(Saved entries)
■ ■ ■ ■ ■ ■ ■
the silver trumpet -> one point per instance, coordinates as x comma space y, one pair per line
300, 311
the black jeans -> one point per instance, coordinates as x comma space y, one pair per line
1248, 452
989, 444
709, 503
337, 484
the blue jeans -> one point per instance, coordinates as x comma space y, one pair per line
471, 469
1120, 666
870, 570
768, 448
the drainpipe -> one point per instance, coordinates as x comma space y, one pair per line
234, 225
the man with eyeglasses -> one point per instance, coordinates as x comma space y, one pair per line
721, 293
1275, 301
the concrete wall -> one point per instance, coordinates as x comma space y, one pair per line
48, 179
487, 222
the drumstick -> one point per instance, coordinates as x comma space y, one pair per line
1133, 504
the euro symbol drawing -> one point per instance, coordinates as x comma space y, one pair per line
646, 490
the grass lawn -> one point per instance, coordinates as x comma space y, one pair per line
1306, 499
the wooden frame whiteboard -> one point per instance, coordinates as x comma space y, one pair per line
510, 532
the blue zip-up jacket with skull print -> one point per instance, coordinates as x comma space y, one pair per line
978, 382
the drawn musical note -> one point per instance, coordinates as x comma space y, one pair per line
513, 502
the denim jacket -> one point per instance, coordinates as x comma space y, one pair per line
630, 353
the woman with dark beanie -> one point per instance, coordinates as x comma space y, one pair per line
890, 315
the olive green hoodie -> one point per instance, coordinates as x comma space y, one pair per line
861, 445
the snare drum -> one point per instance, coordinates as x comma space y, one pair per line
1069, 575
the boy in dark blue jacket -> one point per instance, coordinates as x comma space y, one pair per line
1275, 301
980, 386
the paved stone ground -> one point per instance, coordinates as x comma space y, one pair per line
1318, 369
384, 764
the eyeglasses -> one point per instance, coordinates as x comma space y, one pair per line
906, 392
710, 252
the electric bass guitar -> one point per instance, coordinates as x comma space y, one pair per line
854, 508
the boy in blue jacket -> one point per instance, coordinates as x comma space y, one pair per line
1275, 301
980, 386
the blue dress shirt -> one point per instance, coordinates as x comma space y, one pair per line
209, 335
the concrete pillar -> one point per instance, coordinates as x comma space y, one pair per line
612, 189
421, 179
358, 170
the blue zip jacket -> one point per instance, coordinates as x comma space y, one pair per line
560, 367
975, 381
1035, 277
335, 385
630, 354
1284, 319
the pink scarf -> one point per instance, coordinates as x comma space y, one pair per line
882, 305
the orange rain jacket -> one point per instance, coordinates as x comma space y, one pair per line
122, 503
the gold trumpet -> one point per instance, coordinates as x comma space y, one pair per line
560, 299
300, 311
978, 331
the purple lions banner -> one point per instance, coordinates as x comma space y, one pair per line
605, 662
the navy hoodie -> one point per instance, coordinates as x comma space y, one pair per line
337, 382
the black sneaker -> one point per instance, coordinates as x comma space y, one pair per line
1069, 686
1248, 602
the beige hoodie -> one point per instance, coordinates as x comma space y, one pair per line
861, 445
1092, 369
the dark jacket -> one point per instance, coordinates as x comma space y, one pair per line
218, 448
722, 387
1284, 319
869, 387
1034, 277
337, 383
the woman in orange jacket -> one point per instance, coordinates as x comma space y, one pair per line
■ ■ ■ ■ ■ ■ ■
- _Action item_
Start to finish, restate the records above word for word.

- _Solution to the problem_
the silver trumpet -> one point per instance, coordinates as x comma space y, one pair per line
300, 311
the black jeans -> one point per instance, coordinates as x comma space y, one pair per line
1248, 452
989, 444
709, 503
337, 484
the blue jeans -> one point per instance, coordinates as x comma space y, one pair per line
471, 469
1120, 666
870, 570
768, 448
the drainpipe -> one point per instance, coordinates as x comma space y, one pair per line
234, 225
the man with eyeglasses -> one point per instance, coordinates as x comma space y, one pair per line
721, 293
1275, 301
the concrete wall -> one point per instance, coordinates as x comma space y, one pair per line
48, 179
487, 222
the drumstick -> one point per instance, coordinates as x comma space y, one pair per line
1133, 504
the euro symbol drawing -> one point per instance, coordinates as x comma space y, one pair per line
646, 490
the grass lawn -> one point per instance, coordinates as x comma space y, one pair per line
1306, 499
the wooden frame whiteboard -> one point per instance, coordinates as x comma space y, one pair per line
510, 532
the blue zip-up jacket with skull print -> one point per instance, coordinates as x comma space y, one pair per line
978, 382
the drawn musical note -> one point per instance, coordinates as x comma space y, one pair per line
513, 502
the denim jacket -> one point per instance, coordinates as x comma space y, one pair per line
630, 353
the woman with dark beanie -> one point per instance, coordinates as x comma space y, one pair per line
890, 315
the olive green hoodie -> one point per instance, coordinates as x comma space y, one pair per line
861, 445
the snare drum -> one point per instance, coordinates as x comma space y, one pair per line
1069, 575
the boy in dark blue jacket -> one point per instance, coordinates as x comma space y, one pair per line
1275, 301
980, 386
the paved stone ground -> one point per instance, coordinates as x comma space y, one pair per line
1318, 369
384, 764
the eyeglasses -> one point per instance, coordinates as x comma space y, one pair per line
906, 392
710, 252
the electric bass guitar -> one point per instance, coordinates as x comma space y, one pair per line
854, 508
the boy in blue jacket -> one point per instance, coordinates as x comma space y, one pair per line
1275, 301
980, 386
the blue dress shirt -> one point per instance, coordinates as x comma space y, one pair per line
209, 335
the concrete pillar -> one point per instance, coordinates as x comma space y, one pair per line
612, 189
421, 179
358, 170
the blue zip jacket -> one point per instance, coordinates as x comma space y, one pair per line
560, 367
975, 381
1035, 277
335, 385
630, 354
1284, 319
the pink scarf -> one point per instance, coordinates as x comma space y, one pair per line
882, 305
the orange rain jacket -> one point per instance, coordinates as x comma space y, one pair per line
122, 503
the gold trumpet -> one point per instance, coordinates as x comma space y, one pair per line
560, 299
300, 311
978, 331
the purple lions banner -> one point per instance, coordinates as x comma space y, one pair per line
605, 662
the navy hoodie -> one point per instance, coordinates as x comma space y, one pair per line
337, 382
the black sneaker -> one point per instance, coordinates as x comma space y, one pair per line
1069, 686
1248, 602
the beige hoodie -> one point per instance, coordinates as x comma space y, one pair per line
861, 445
1092, 369
the dark jacket -> one point per instance, coordinates as x comma space y, one pair per line
218, 448
722, 387
1284, 319
869, 387
1034, 277
337, 383
the woman in orange jacket -> one point per instance, coordinates as x comma space y, one pair per line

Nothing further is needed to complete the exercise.